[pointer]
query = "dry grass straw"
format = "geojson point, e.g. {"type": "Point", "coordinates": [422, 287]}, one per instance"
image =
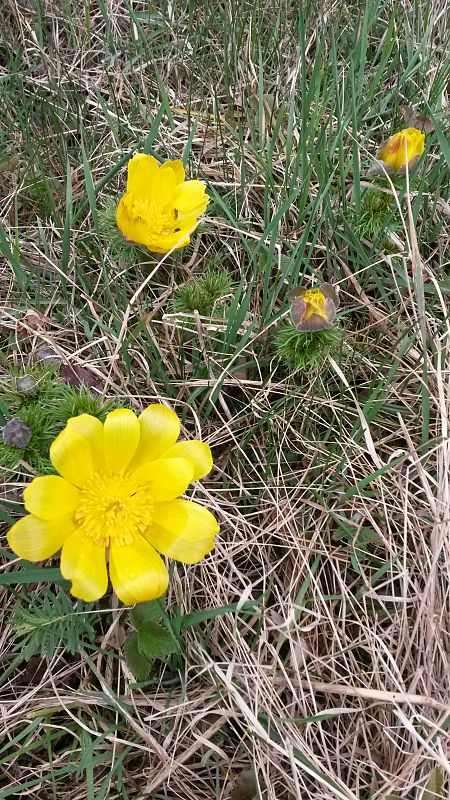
{"type": "Point", "coordinates": [337, 686]}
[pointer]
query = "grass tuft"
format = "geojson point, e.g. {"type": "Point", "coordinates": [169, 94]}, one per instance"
{"type": "Point", "coordinates": [307, 351]}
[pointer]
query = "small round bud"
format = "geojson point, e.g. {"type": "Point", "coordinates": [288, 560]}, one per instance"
{"type": "Point", "coordinates": [17, 433]}
{"type": "Point", "coordinates": [26, 384]}
{"type": "Point", "coordinates": [47, 356]}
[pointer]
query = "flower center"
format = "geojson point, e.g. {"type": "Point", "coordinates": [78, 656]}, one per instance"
{"type": "Point", "coordinates": [158, 219]}
{"type": "Point", "coordinates": [114, 508]}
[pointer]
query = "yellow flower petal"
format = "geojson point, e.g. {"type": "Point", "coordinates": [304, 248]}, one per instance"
{"type": "Point", "coordinates": [36, 539]}
{"type": "Point", "coordinates": [121, 434]}
{"type": "Point", "coordinates": [160, 428]}
{"type": "Point", "coordinates": [137, 572]}
{"type": "Point", "coordinates": [191, 199]}
{"type": "Point", "coordinates": [182, 530]}
{"type": "Point", "coordinates": [163, 187]}
{"type": "Point", "coordinates": [402, 148]}
{"type": "Point", "coordinates": [71, 456]}
{"type": "Point", "coordinates": [133, 226]}
{"type": "Point", "coordinates": [180, 238]}
{"type": "Point", "coordinates": [197, 453]}
{"type": "Point", "coordinates": [177, 168]}
{"type": "Point", "coordinates": [51, 497]}
{"type": "Point", "coordinates": [84, 563]}
{"type": "Point", "coordinates": [142, 171]}
{"type": "Point", "coordinates": [92, 429]}
{"type": "Point", "coordinates": [167, 478]}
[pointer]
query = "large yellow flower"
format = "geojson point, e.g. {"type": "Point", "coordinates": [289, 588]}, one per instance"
{"type": "Point", "coordinates": [401, 149]}
{"type": "Point", "coordinates": [160, 207]}
{"type": "Point", "coordinates": [115, 499]}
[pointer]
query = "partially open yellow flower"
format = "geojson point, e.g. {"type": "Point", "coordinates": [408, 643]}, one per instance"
{"type": "Point", "coordinates": [401, 149]}
{"type": "Point", "coordinates": [116, 498]}
{"type": "Point", "coordinates": [314, 309]}
{"type": "Point", "coordinates": [160, 208]}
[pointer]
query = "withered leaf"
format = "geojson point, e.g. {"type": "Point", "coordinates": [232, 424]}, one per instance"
{"type": "Point", "coordinates": [80, 376]}
{"type": "Point", "coordinates": [245, 786]}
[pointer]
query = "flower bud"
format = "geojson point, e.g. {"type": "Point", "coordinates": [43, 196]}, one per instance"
{"type": "Point", "coordinates": [26, 384]}
{"type": "Point", "coordinates": [47, 356]}
{"type": "Point", "coordinates": [17, 433]}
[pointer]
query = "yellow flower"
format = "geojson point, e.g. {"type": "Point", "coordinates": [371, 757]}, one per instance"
{"type": "Point", "coordinates": [116, 498]}
{"type": "Point", "coordinates": [401, 149]}
{"type": "Point", "coordinates": [314, 309]}
{"type": "Point", "coordinates": [160, 207]}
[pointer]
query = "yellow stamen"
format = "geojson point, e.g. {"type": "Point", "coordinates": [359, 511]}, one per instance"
{"type": "Point", "coordinates": [154, 215]}
{"type": "Point", "coordinates": [113, 507]}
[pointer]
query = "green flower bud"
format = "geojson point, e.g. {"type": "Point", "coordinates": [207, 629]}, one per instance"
{"type": "Point", "coordinates": [17, 433]}
{"type": "Point", "coordinates": [26, 384]}
{"type": "Point", "coordinates": [47, 356]}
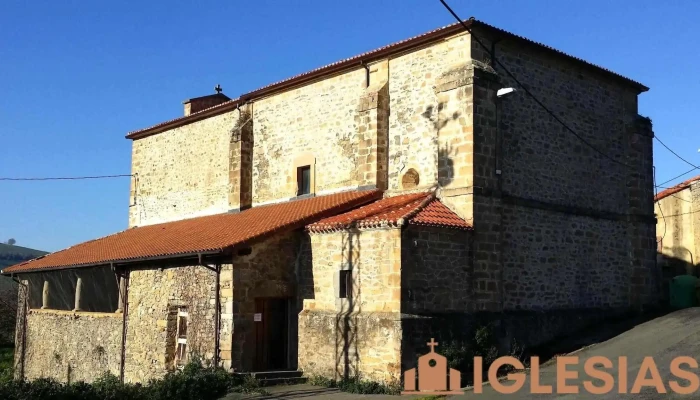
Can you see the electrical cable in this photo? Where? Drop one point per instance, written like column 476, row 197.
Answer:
column 675, row 154
column 660, row 210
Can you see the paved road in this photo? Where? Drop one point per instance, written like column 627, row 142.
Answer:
column 663, row 338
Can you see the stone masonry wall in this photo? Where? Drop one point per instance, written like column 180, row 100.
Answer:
column 267, row 272
column 152, row 295
column 419, row 115
column 436, row 271
column 555, row 191
column 183, row 172
column 71, row 347
column 317, row 119
column 554, row 261
column 676, row 229
column 360, row 335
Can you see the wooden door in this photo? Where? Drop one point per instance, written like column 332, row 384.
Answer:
column 271, row 331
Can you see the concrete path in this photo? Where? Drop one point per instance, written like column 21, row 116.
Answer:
column 311, row 393
column 663, row 338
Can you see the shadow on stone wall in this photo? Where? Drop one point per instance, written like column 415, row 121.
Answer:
column 347, row 357
column 438, row 120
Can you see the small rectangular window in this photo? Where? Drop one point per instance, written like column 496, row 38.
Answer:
column 181, row 338
column 345, row 284
column 303, row 180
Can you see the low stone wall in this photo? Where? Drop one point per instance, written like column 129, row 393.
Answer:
column 337, row 345
column 154, row 296
column 8, row 310
column 526, row 329
column 72, row 347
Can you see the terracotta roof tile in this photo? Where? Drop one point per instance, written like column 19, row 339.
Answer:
column 675, row 189
column 417, row 208
column 197, row 235
column 437, row 214
column 355, row 61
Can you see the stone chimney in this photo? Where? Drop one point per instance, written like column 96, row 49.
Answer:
column 200, row 103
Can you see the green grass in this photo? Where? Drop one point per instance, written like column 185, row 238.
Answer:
column 6, row 359
column 13, row 254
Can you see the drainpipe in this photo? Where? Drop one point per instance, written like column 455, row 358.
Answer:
column 24, row 325
column 217, row 316
column 362, row 63
column 125, row 313
column 217, row 306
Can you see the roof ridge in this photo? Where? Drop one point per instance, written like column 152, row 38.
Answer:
column 428, row 199
column 374, row 54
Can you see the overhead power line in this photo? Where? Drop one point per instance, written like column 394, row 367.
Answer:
column 71, row 178
column 675, row 154
column 662, row 211
column 526, row 90
column 674, row 178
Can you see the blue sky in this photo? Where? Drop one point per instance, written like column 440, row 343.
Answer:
column 75, row 76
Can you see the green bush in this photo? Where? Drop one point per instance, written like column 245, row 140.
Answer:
column 194, row 382
column 356, row 385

----------------------------------------

▶ _Exercise directions_:
The data above must be given again in full and unaltered, minus its images.

▶ _Solution to the problem_:
[pointer]
query = "dry grass straw"
format = "geojson point, e.g. {"type": "Point", "coordinates": [422, 287]}, one per instance"
image =
{"type": "Point", "coordinates": [337, 686]}
[pointer]
query = "grass tuft"
format = "geojson point, e.g. {"type": "Point", "coordinates": [169, 94]}, one per instance"
{"type": "Point", "coordinates": [307, 351]}
[pointer]
query = "small round bud"
format = "geojson point, e.g. {"type": "Point", "coordinates": [288, 560]}, one per instance"
{"type": "Point", "coordinates": [17, 433]}
{"type": "Point", "coordinates": [26, 384]}
{"type": "Point", "coordinates": [47, 356]}
[pointer]
query = "flower center"
format = "geojson point, e.g. {"type": "Point", "coordinates": [78, 656]}, one per instance"
{"type": "Point", "coordinates": [158, 219]}
{"type": "Point", "coordinates": [114, 508]}
[pointer]
query = "yellow flower petal"
format = "geojson point, e.g. {"type": "Point", "coordinates": [304, 248]}, one per instance"
{"type": "Point", "coordinates": [36, 539]}
{"type": "Point", "coordinates": [121, 434]}
{"type": "Point", "coordinates": [160, 428]}
{"type": "Point", "coordinates": [137, 572]}
{"type": "Point", "coordinates": [191, 199]}
{"type": "Point", "coordinates": [182, 530]}
{"type": "Point", "coordinates": [163, 187]}
{"type": "Point", "coordinates": [402, 148]}
{"type": "Point", "coordinates": [71, 456]}
{"type": "Point", "coordinates": [133, 226]}
{"type": "Point", "coordinates": [180, 238]}
{"type": "Point", "coordinates": [197, 453]}
{"type": "Point", "coordinates": [177, 168]}
{"type": "Point", "coordinates": [51, 497]}
{"type": "Point", "coordinates": [84, 563]}
{"type": "Point", "coordinates": [142, 171]}
{"type": "Point", "coordinates": [92, 429]}
{"type": "Point", "coordinates": [167, 478]}
[pointer]
query = "large yellow flower"
format = "geojson point, e.g. {"type": "Point", "coordinates": [289, 588]}, one per instance"
{"type": "Point", "coordinates": [401, 149]}
{"type": "Point", "coordinates": [160, 207]}
{"type": "Point", "coordinates": [115, 499]}
[pointer]
query = "partially open yellow flower"
format = "geojson point, e.g. {"type": "Point", "coordinates": [408, 643]}, one per instance"
{"type": "Point", "coordinates": [401, 149]}
{"type": "Point", "coordinates": [116, 498]}
{"type": "Point", "coordinates": [314, 309]}
{"type": "Point", "coordinates": [160, 208]}
[pointer]
query = "withered leaf"
format = "geojson point, e.g. {"type": "Point", "coordinates": [232, 424]}, one per instance"
{"type": "Point", "coordinates": [80, 376]}
{"type": "Point", "coordinates": [245, 786]}
[pointer]
query = "flower bud"
format = "geojson point, e.g. {"type": "Point", "coordinates": [43, 196]}, one per instance"
{"type": "Point", "coordinates": [26, 384]}
{"type": "Point", "coordinates": [47, 356]}
{"type": "Point", "coordinates": [17, 433]}
[pointer]
query = "yellow flower"
format = "geojson point, e.g. {"type": "Point", "coordinates": [371, 757]}, one per instance"
{"type": "Point", "coordinates": [116, 498]}
{"type": "Point", "coordinates": [401, 149]}
{"type": "Point", "coordinates": [314, 309]}
{"type": "Point", "coordinates": [160, 207]}
[pointer]
query = "yellow stamen"
format = "geojson point, e.g. {"type": "Point", "coordinates": [359, 511]}, one per instance"
{"type": "Point", "coordinates": [154, 215]}
{"type": "Point", "coordinates": [113, 507]}
[pointer]
query = "green flower bud"
format = "geojson point, e.g. {"type": "Point", "coordinates": [207, 629]}, one per instance"
{"type": "Point", "coordinates": [17, 433]}
{"type": "Point", "coordinates": [26, 384]}
{"type": "Point", "coordinates": [47, 356]}
Can you see the electrical cable in this photo? Where? Drop one point per instance, written like column 476, row 197.
Answer:
column 675, row 154
column 660, row 210
Can you see the paved road in this photo? Where? Drop one point per instance, written like column 627, row 142.
Answer:
column 663, row 338
Can you see the stone masonry wall in this photo? Where? Drop one point per instance, written like column 180, row 100.
Answer:
column 267, row 272
column 152, row 295
column 419, row 115
column 436, row 271
column 555, row 191
column 183, row 172
column 71, row 347
column 317, row 119
column 554, row 261
column 676, row 229
column 360, row 335
Can you see the wooden door in this photo? Where? Drop one point per instance, written like column 332, row 384.
Answer:
column 271, row 331
Can you see the concrete path in this photo? Where? Drop one point per instance, written like column 21, row 116.
Answer:
column 311, row 393
column 663, row 338
Can you see the shadow on stone wall in this photo? Where? Drop one point per instance, written like column 415, row 121.
Answer:
column 347, row 357
column 438, row 120
Can you see the small rectangular window in this photo? Where? Drop one point per instance, written like column 496, row 38.
Answer:
column 181, row 338
column 345, row 284
column 303, row 180
Can you see the low stone wall in this photo? Where? Drop one point per instance, written like column 129, row 393.
Answer:
column 337, row 345
column 154, row 296
column 8, row 310
column 526, row 329
column 72, row 347
Can you see the terracotta roof tile in this photo? Where? Drop one point per instance, written like column 19, row 339.
Answer:
column 675, row 189
column 417, row 208
column 197, row 235
column 437, row 214
column 355, row 61
Can you see the stone chimney in this photo? Where? Drop one point per instance, written like column 96, row 49.
Answer:
column 200, row 103
Can you see the green grass in this photo? Where? Drop one point per instance, written like column 185, row 238.
Answer:
column 6, row 359
column 13, row 254
Can you see the drainpipe in this photo? Where? Drop one point per instance, written like column 455, row 358.
Answer:
column 24, row 325
column 217, row 316
column 362, row 63
column 125, row 313
column 217, row 306
Can you see the roof ridge in this photo? Where? Drop one point per instance, written like column 152, row 38.
Answer:
column 428, row 199
column 374, row 54
Can you see the overhead power line in this photo? Where? Drop one point per instance, written like column 394, row 367.
Answer:
column 71, row 178
column 675, row 154
column 662, row 211
column 526, row 90
column 674, row 178
Can you see the blue sky in this photo? Where? Drop one point per instance, written like column 440, row 343.
Answer:
column 75, row 76
Can you see the green bush in this photo? Where? Drop one point per instance, written like column 245, row 140.
Answer:
column 194, row 382
column 356, row 385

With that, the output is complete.